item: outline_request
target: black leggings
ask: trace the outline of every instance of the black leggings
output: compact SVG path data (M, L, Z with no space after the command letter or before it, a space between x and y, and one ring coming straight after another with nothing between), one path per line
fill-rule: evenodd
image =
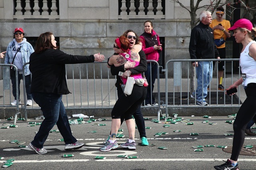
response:
M239 109L233 125L234 135L230 159L236 161L244 142L247 124L252 119L256 122L256 83L249 84L245 91L247 97Z
M117 86L116 89L117 90L117 95L119 98L119 96L124 93L124 92L121 86L120 85ZM141 105L140 105L137 110L135 111L135 112L134 112L132 115L133 115L133 117L134 118L134 119L135 119L135 122L136 122L136 125L138 128L138 130L139 131L139 133L140 133L140 138L141 138L142 137L146 138L147 136L146 135L145 121L144 121L144 118L141 113ZM124 115L121 116L121 125L123 123L124 119Z
M146 95L146 88L134 84L130 95L126 96L124 93L118 96L112 111L112 119L121 119L123 115L126 120L132 119L132 114L141 105Z

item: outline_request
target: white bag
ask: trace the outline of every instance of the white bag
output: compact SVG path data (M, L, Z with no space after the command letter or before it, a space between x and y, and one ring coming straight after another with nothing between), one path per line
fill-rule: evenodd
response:
M125 87L124 87L124 93L126 95L130 95L132 94L133 85L134 84L134 78L131 77L128 77L126 84L125 85Z

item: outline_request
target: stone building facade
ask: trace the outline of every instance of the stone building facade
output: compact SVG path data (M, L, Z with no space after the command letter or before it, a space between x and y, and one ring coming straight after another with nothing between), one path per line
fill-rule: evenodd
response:
M189 1L181 1L189 8ZM208 1L201 5L204 3ZM5 51L14 28L22 27L28 40L34 43L40 34L50 31L64 52L84 55L100 52L106 61L113 53L115 38L128 29L140 35L148 20L153 22L163 44L160 65L164 67L171 59L190 58L189 13L179 4L164 0L0 0L0 48ZM102 77L107 77L108 69L102 67L106 71ZM67 66L68 78L71 68ZM96 76L100 76L95 69ZM78 69L74 69L76 78Z

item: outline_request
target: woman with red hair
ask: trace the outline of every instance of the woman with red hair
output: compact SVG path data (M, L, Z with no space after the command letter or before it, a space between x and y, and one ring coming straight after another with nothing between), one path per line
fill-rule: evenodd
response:
M129 49L130 42L124 36L122 36L115 40L114 49L116 53L110 57L108 61L108 67L110 68L112 65L118 67L124 64L127 61L134 61L134 67L140 63L140 57L138 52L142 49L141 44L137 44ZM133 77L135 84L130 95L124 93L120 95L112 110L111 117L111 132L109 139L107 140L105 146L100 148L102 151L108 151L118 146L116 140L116 134L121 125L121 116L124 116L129 131L129 140L127 142L121 144L120 146L124 148L136 149L136 144L135 138L135 123L132 119L132 114L141 105L146 98L146 89L143 85L143 80L141 74L123 74L121 78L123 85L126 85L128 77Z

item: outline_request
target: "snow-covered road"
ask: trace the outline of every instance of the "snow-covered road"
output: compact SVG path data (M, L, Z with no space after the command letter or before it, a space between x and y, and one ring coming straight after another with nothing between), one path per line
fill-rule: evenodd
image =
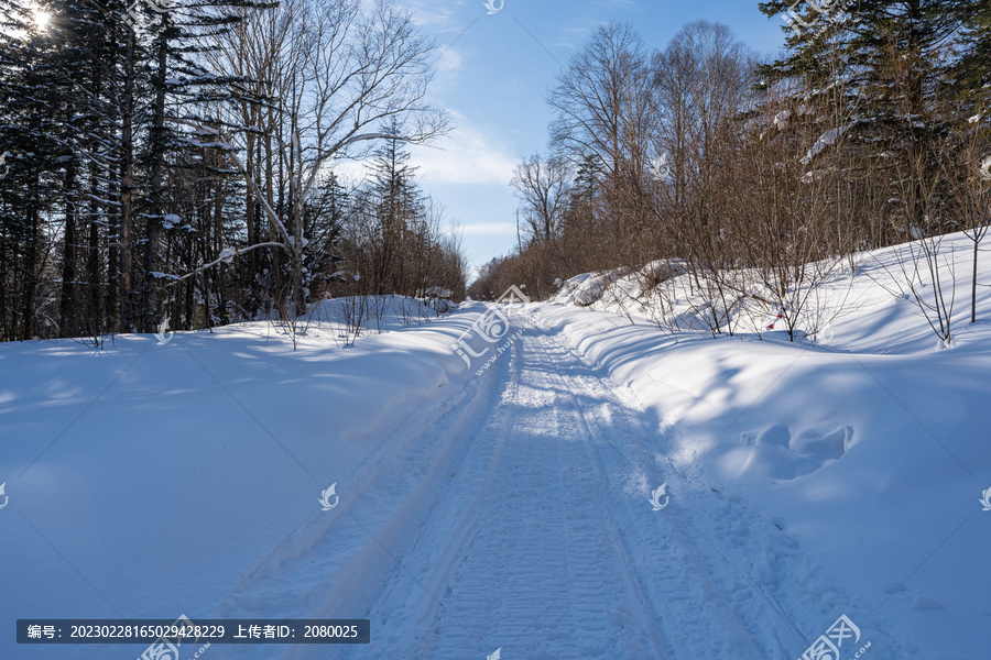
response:
M372 622L369 646L286 659L801 654L825 627L789 579L794 541L676 471L629 389L513 322L511 351L396 433L319 537L220 614ZM653 510L664 483L669 504Z

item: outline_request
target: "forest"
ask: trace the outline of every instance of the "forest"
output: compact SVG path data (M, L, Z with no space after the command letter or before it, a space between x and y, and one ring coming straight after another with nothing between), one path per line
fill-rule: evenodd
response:
M543 298L576 274L609 272L640 278L629 302L660 294L663 308L675 300L662 283L688 274L707 331L732 333L756 299L791 332L853 255L902 245L893 293L949 341L954 296L939 284L970 273L956 272L943 238L966 232L974 320L991 221L991 4L760 10L785 16L777 57L706 21L660 50L629 24L600 26L546 95L547 153L516 167L516 250L469 293L525 282Z
M989 224L991 7L759 9L785 15L776 56L706 21L657 50L600 25L511 182L515 250L466 290L410 162L451 122L409 9L0 0L0 339L286 321L327 297L543 299L616 270L644 292L689 273L714 333L754 298L791 329L853 254L904 243L904 288L949 340L952 301L924 283L956 277L941 237L968 232L976 258Z
M464 297L409 163L449 122L406 9L163 2L0 3L0 339Z

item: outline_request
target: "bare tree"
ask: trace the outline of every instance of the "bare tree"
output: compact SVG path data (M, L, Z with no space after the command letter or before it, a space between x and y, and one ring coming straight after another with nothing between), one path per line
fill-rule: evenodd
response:
M551 142L574 167L595 164L613 258L642 253L651 130L647 54L632 26L599 28L547 96ZM620 257L622 258L622 257Z
M549 243L557 235L570 184L571 168L559 156L544 160L534 154L516 165L512 185L523 201L534 239Z
M259 31L271 40L259 38ZM251 100L258 107L247 108L247 117L263 124L239 127L240 140L228 152L270 227L268 241L243 251L277 244L290 256L288 307L300 315L304 210L325 168L335 158L363 154L362 144L373 140L418 143L447 129L444 111L425 100L434 44L392 0L290 0L283 8L250 10L220 46L215 66L231 62L263 81L257 91L264 94ZM393 119L407 127L404 135L379 130Z

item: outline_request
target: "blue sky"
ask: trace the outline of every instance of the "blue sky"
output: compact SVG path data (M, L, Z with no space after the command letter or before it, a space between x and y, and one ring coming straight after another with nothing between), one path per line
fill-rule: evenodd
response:
M649 50L699 19L729 25L761 53L784 42L781 20L761 14L756 0L505 0L491 15L482 0L406 3L438 43L431 96L456 124L434 147L415 147L413 165L423 189L460 227L472 275L515 245L512 168L523 156L546 153L547 90L597 26L632 23Z

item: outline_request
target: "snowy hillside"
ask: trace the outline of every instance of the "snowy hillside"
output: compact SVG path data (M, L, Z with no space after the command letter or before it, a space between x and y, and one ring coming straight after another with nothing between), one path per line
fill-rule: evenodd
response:
M843 616L843 660L985 658L991 293L968 324L958 285L937 349L891 260L835 274L817 341L759 307L661 331L590 275L352 346L333 310L296 351L265 322L0 344L0 657L144 650L18 618L185 614L371 620L217 660L794 660Z

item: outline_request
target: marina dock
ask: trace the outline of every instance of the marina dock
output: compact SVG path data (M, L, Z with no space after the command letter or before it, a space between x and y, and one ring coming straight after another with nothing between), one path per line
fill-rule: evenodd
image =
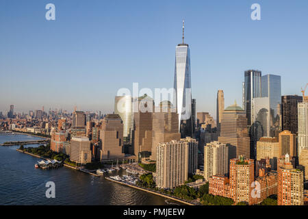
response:
M13 146L21 144L48 144L50 142L50 140L38 140L31 141L18 141L18 142L8 142L3 144L0 144L0 146Z

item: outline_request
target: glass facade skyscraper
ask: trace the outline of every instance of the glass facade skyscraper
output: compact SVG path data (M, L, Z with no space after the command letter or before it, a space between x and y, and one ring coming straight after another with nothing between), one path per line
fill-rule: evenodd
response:
M133 99L129 95L118 96L114 100L114 113L123 121L123 140L125 144L132 144L133 129Z
M251 140L278 137L281 131L281 79L279 75L261 77L261 97L253 99Z
M253 123L253 99L261 97L261 72L256 70L248 70L244 73L243 83L243 108L247 116L247 123Z
M192 137L190 54L188 44L184 43L183 35L183 43L179 44L175 50L174 88L181 138Z

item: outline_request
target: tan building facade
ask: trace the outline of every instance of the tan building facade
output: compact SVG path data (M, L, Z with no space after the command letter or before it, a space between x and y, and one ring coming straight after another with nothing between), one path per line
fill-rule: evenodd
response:
M151 159L156 160L156 148L159 143L169 142L171 140L179 140L179 114L168 112L154 112L153 114L153 136Z
M288 155L278 168L277 201L278 205L304 205L304 175L293 168Z
M217 92L217 103L216 103L216 123L218 131L220 131L222 114L224 110L224 91L218 90Z
M171 141L159 143L157 147L156 185L172 189L183 185L188 179L187 142Z
M223 112L218 142L235 147L235 151L229 153L230 158L238 158L240 155L250 157L247 118L245 112L236 103L227 107Z
M288 130L279 133L280 156L288 154L291 157L297 157L296 138L294 134Z
M73 137L70 140L70 159L78 164L91 162L92 153L89 138L87 137Z
M123 123L118 114L105 116L100 134L101 140L101 160L123 159Z
M204 179L228 173L228 146L219 142L207 143L204 146Z

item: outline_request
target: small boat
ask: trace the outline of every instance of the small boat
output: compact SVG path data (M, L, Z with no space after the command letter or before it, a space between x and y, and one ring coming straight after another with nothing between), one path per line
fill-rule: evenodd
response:
M98 175L103 175L103 174L104 174L104 172L105 172L104 170L101 170L101 169L99 169L99 170L97 170L97 173Z
M132 173L132 174L138 174L137 172L135 172L135 171L129 170L129 169L127 169L126 172L129 172L129 173Z

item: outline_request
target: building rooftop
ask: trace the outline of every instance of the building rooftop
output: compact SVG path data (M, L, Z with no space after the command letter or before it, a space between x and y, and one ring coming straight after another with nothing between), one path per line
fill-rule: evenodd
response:
M236 104L236 101L235 101L233 105L231 105L229 107L227 107L225 110L225 111L244 111L243 109L239 105Z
* * *
▸ Szczegóły zadania:
Przepisz bez zmian fragment rekordów od samego początku do wiersza z „M189 1L181 1L189” włącznie. Obrazy pomiń.

▸ Wynik:
item: outline_request
target: black leggings
ask: trace the outline of every instance of the black leggings
output: compact SVG path data (M, L, Z with no space after the command letter or before it, a space between x and y, and one ring coming straight after another with nothing between), one path per line
fill-rule: evenodd
image =
response:
M239 109L233 125L234 135L230 159L236 161L244 142L247 124L252 119L256 122L256 83L249 84L245 91L247 97Z
M117 86L116 89L117 90L117 95L119 98L119 96L124 93L124 92L121 86L120 85ZM141 105L140 105L137 110L135 111L135 112L134 112L132 115L133 115L133 117L134 118L134 119L135 119L135 122L136 122L136 125L138 128L138 130L139 131L139 133L140 133L140 138L141 138L142 137L146 138L147 136L146 135L145 121L144 121L144 118L141 113ZM124 115L121 116L121 125L123 123L124 119Z
M146 95L146 88L134 84L130 95L126 96L124 93L118 96L112 111L112 119L121 119L123 115L126 120L132 119L132 114L141 105Z

item: outline_request
target: white bag
ask: trace the outline of every instance of the white bag
output: compact SVG path data (M, L, Z with no space after the command letter or before it, a space between x and y, and one ring coming straight after another with nothing between), one path per line
fill-rule: evenodd
response:
M125 87L124 87L124 93L126 95L130 95L132 94L133 85L134 84L134 78L131 77L128 77L126 84L125 85Z

item: outline_request
target: stone building facade
ask: trace the outline of every instance of the stone building facade
output: compact SVG path data (M, L, Z with no space after the command letter or before it, a space between x and y, and one ring coming straight after another with nothing between), one path per line
fill-rule: evenodd
response:
M189 1L181 1L189 8ZM208 1L201 5L204 3ZM5 51L14 28L22 27L28 40L34 43L40 34L50 31L64 52L84 55L100 52L106 61L113 53L115 38L128 29L140 35L148 20L153 22L163 44L160 65L164 67L171 59L190 58L189 13L179 4L164 0L0 0L0 48ZM102 77L107 77L108 69L102 67L106 71ZM67 66L68 78L71 68ZM96 76L100 76L95 69ZM78 69L74 69L76 78Z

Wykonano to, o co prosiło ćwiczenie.